> [Work instructions]: Although the records include pictures, print only the rest, exactly as written.
=== Dataset ===
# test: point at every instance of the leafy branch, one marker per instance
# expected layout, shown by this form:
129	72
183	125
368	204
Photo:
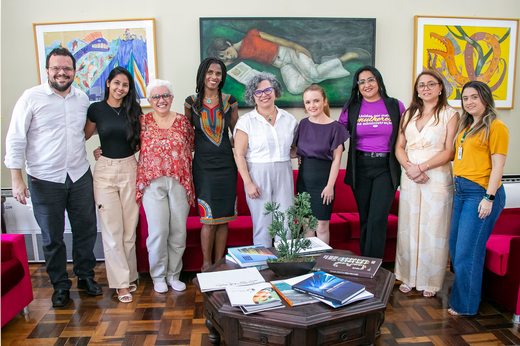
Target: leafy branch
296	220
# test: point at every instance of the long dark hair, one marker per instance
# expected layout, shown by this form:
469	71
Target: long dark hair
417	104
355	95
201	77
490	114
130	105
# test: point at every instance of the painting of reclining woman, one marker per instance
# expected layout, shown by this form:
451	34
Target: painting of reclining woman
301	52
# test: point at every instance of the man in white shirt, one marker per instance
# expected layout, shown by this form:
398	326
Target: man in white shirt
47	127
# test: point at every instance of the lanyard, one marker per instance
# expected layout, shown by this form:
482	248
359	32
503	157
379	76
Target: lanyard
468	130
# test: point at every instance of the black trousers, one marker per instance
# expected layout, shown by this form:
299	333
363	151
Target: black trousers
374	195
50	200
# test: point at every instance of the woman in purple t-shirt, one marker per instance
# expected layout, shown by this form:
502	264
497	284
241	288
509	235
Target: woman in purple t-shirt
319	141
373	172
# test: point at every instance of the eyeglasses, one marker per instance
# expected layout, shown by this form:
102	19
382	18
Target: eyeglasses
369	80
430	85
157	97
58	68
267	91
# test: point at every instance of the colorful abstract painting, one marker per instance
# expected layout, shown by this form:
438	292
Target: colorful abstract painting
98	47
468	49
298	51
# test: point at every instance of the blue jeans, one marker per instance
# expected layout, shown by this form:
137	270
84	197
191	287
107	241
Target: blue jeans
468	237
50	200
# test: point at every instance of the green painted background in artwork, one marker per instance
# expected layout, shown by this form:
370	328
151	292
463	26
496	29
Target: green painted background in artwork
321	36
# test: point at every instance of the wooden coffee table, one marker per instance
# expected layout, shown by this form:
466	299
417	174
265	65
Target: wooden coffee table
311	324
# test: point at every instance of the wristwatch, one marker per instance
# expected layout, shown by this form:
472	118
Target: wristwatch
===
> [Task answer]:
# test: point at every instance of the leafy branch, one marker per instance
# expected layout, shown by this form:
129	72
183	125
368	204
Photo:
Target: leafy branch
296	220
# test: point at every instance of the long dark hair, one marker per instance
# expected layout, shown by this form:
469	71
Target: long dark hair
417	104
355	95
201	77
490	114
130	105
# test: point at every instance of the painting of reclining woman, one marker per instance
# expected layout, shown by this form:
451	34
Target: painting of reclining woman
301	52
# test: point at every instance of the man in white shirt, one marker per instance
# expected layout, shown by this form:
398	326
Target: man in white shirt
47	127
# test: point at every instance of the lanyard, one marker per instance
# expected layout, shown by this form:
482	248
359	32
503	157
379	76
Target: lanyard
468	130
# test: point at every instance of the black trousers, one marker per instance
# expected layout, shown by this form:
299	333
363	151
Target: black trousers
374	195
50	200
# test: point at every instance of the woman in purple t-shirt, one marker per instance
# expected layout, shown by this form:
502	264
497	284
241	288
509	235
Target: woman in purple t-shirt
319	141
373	172
# test: point at every instance of the eyeglasses, one marker per instance
# expected layout, shown by this form:
102	19
382	18
Target: eyeglasses
369	80
430	85
157	97
58	68
267	91
# test: point at every instance of the colorful abstract painting, one marker per instance
# expected layout, shown by this form:
438	292
Target: colorful abstract painting
98	47
468	49
298	51
# test: point at every instance of the blue jeans, one marker per instance
# expected layout, shown by this form:
137	270
84	197
191	287
107	241
Target: blue jeans
468	237
50	200
# test: point at every instance of the green painted background in artwork, one marker per instance
# expected layout, shown by this form:
370	328
151	292
463	26
496	29
Target: green painted background in artwork
321	36
# test: point at every instance of the wooden coffee table, one marker per instance
# expected layout, shown by this form:
466	299
417	174
265	65
Target: wooden coffee table
311	324
# test: point at every instance of the wristwatch, one marker per instance
# expected layout, shown by this form:
472	118
Target: wristwatch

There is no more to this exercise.